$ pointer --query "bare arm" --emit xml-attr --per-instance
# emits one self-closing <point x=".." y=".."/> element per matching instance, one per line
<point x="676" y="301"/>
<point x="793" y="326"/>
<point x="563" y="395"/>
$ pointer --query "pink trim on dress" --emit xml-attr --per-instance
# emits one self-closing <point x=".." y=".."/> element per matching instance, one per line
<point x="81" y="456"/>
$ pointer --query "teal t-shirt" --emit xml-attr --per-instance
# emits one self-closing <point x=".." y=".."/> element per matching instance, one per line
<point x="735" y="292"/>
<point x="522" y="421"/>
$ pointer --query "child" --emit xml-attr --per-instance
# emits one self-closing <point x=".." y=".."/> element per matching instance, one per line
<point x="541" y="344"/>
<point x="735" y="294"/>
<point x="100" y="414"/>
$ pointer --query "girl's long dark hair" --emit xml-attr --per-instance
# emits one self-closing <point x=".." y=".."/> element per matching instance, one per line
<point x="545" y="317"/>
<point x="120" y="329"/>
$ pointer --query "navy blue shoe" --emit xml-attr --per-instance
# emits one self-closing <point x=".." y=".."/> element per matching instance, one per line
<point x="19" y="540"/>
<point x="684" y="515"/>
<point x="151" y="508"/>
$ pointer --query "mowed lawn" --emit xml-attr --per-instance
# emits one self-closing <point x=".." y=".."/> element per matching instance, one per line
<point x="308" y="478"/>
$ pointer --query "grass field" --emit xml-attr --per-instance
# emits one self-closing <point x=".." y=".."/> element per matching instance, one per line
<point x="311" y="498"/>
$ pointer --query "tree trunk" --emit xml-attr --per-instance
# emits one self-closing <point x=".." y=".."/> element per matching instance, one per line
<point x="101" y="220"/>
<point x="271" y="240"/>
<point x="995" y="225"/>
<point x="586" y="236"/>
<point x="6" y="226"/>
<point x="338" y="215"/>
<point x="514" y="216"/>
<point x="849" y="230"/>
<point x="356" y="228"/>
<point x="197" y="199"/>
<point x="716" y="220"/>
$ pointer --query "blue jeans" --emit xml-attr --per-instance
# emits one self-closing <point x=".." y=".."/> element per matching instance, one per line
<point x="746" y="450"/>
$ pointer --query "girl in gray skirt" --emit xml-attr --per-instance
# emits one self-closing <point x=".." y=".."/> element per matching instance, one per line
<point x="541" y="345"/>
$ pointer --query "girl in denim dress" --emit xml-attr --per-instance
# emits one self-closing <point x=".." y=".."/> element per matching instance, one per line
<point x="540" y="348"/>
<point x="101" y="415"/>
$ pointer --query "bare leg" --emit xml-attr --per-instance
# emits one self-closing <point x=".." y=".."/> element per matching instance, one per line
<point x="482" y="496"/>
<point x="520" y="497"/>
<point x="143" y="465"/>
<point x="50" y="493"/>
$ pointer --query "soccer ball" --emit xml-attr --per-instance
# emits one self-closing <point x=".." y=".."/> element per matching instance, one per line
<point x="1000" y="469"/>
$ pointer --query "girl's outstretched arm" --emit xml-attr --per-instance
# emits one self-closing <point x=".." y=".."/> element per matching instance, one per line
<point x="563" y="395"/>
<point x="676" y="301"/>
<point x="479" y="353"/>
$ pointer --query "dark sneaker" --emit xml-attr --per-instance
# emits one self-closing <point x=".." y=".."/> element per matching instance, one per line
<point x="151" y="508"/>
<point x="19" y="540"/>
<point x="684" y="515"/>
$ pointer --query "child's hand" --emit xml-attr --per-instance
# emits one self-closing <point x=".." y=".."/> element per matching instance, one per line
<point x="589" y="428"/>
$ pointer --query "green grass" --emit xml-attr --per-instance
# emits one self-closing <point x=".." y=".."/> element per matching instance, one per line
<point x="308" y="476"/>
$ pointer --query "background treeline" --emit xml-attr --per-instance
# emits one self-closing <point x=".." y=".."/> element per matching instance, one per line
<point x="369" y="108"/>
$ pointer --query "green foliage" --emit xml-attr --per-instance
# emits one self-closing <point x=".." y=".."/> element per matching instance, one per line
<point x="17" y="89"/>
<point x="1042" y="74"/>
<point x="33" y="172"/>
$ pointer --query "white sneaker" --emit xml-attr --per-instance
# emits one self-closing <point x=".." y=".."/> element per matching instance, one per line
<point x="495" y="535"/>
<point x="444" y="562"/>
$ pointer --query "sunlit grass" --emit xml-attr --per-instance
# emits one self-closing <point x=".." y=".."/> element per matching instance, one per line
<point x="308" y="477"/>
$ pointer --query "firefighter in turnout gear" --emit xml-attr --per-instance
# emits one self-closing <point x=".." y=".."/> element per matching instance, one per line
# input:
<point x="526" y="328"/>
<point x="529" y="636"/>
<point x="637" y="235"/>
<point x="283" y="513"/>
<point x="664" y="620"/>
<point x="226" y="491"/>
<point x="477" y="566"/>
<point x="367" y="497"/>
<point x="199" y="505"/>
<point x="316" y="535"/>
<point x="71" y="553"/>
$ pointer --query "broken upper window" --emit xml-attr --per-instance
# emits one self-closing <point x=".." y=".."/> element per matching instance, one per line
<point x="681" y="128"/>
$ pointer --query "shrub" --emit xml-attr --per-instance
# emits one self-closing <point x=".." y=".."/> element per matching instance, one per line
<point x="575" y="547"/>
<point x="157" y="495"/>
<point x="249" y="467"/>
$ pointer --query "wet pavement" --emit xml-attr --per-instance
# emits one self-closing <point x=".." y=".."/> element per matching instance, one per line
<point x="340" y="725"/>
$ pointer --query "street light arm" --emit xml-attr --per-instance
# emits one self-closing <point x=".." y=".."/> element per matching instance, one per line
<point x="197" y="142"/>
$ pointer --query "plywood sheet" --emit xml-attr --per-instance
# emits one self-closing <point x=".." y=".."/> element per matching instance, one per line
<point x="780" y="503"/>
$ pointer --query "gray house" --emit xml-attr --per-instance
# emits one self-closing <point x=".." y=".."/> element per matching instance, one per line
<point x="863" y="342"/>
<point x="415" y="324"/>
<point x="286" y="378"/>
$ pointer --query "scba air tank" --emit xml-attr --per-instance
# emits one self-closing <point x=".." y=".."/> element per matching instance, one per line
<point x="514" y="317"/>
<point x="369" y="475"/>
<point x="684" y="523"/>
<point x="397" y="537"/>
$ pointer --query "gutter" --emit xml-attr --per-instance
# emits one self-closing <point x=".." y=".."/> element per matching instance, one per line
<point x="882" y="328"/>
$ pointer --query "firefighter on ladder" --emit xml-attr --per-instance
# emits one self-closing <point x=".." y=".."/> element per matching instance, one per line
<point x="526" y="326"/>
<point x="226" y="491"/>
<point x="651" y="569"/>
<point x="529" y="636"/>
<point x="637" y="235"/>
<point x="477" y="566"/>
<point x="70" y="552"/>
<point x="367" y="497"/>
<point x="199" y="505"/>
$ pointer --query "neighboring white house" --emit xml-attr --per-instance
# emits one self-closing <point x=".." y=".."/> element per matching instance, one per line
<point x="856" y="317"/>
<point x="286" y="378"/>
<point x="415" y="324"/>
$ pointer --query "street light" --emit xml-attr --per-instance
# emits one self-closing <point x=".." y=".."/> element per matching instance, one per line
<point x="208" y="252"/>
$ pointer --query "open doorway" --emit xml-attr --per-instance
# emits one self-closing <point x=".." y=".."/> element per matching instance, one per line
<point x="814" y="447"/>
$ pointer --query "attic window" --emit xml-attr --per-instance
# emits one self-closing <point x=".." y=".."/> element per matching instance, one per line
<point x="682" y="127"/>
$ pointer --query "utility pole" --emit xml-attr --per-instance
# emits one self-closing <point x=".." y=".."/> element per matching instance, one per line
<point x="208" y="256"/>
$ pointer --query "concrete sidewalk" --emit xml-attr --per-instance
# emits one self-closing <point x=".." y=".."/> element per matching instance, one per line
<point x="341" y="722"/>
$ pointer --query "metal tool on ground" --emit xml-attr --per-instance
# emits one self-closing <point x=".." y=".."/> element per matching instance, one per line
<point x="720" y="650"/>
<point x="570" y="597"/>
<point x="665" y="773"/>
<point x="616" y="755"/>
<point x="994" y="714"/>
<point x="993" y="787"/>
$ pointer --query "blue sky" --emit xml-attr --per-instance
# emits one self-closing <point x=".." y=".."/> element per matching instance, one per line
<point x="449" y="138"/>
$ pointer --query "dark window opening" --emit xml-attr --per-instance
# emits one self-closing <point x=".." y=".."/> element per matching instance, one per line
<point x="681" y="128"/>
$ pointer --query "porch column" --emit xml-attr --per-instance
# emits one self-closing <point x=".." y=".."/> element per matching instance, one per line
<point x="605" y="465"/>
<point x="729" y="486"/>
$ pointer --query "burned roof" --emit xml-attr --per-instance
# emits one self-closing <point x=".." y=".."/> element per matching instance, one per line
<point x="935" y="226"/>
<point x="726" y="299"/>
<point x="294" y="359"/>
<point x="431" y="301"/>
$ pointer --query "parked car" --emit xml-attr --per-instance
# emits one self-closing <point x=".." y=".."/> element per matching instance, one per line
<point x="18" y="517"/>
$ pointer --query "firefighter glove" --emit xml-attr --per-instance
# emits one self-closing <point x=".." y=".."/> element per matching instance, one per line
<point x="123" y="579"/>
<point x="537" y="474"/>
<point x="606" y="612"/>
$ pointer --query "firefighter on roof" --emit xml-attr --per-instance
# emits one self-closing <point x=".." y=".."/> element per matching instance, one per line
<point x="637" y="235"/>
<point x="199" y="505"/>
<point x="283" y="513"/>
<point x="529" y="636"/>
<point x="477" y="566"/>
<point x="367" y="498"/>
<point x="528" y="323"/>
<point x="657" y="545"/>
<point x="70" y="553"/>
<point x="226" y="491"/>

• • • •

*Prompt*: Locate every line in the material above that contains the string "white" and copy each of those lines. Treat the match as case-sensitive.

*Completed exercise*:
$ pointer --query "white sneaker" --emit xml-attr --per-instance
$ pointer --query "neighboring white house" --emit xml-attr --per-instance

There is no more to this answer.